Teks Sumber ::

Gridhot.ID - Sosok Herry Wirawan kini menjadi sumber kemarahan warga Indonesia.
Dikutip Gridhot dari Kompas.com sebelumnya, Herry Wirawan merupakan pelaku pemerkosa santriwati di pesantren di Bandung yang kini sudah ditahan oleh kepolisian.
Sudah dua bulan ditahan oleh pihak kepolisian.
Namun dikutip Gridhot dari Tribunnews Maker, Herry Wirawan belum berkomunikasi dengan keluarga.
Tidak ada keluarga yang menengok Herry di penjara.
Bahkan, untuk kiriman makanan saja juga tidak ada.
"Sampai saat ini yang bersangkutan belum menerima kunjungan dari keluarganya,
Baik secara langsung, titipan barang makanan maupun secara virtual,
adi belum ada," kata Kepala Kantor Wilayah (Kanwil) Kemenkum HAM Jabar Sudjonggo, pada Rabu (15/12/2021) via Kompas.

Tujuan 1 :: Menurut artikel tentang Herry Wirawan, sudah berapa lama ia ditahan oleh pihak kepolisian?
Tujuan 2 :: Ekstrak setiap baris catatan yang memuat kata "white". Huruf besar dan kecil dibedakan.

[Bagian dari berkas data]
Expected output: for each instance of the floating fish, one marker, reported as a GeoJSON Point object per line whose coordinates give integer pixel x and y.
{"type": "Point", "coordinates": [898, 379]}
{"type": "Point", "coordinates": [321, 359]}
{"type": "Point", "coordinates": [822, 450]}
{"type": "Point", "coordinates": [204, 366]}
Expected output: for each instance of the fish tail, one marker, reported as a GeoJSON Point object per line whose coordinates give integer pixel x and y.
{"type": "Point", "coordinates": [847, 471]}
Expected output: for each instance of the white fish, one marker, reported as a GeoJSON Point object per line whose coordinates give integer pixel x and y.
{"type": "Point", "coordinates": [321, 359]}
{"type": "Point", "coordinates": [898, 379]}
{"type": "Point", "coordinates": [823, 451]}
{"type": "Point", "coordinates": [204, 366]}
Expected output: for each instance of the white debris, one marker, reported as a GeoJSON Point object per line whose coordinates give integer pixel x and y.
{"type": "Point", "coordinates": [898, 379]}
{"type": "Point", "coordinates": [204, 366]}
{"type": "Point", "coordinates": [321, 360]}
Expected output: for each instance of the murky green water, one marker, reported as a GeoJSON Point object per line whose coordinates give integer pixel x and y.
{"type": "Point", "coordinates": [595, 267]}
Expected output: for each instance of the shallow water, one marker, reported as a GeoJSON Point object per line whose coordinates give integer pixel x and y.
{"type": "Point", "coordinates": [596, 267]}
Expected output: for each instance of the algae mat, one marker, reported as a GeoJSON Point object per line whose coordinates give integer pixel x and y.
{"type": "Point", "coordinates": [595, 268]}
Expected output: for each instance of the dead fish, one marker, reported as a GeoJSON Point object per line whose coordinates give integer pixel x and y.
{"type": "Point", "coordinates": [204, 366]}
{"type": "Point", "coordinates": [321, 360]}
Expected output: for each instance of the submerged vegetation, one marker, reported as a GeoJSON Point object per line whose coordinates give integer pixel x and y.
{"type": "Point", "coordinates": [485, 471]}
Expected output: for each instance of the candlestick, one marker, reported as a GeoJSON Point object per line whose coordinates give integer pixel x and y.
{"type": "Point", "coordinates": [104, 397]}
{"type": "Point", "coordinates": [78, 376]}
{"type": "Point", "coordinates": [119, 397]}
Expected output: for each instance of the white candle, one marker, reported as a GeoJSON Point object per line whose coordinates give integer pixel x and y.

Jawaban Latihan 1 :: Sudah dua bulan.

Jawaban Latihan 2 ::
Expected output: for each instance of the white fish, one marker, reported as a GeoJSON Point object per line whose coordinates give integer pixel x and y.
Expected output: for each instance of the white debris, one marker, reported as a GeoJSON Point object per line whose coordinates give integer pixel x and y.
Expected output: for each instance of the white candle, one marker, reported as a GeoJSON Point object per line whose coordinates give integer pixel x and y.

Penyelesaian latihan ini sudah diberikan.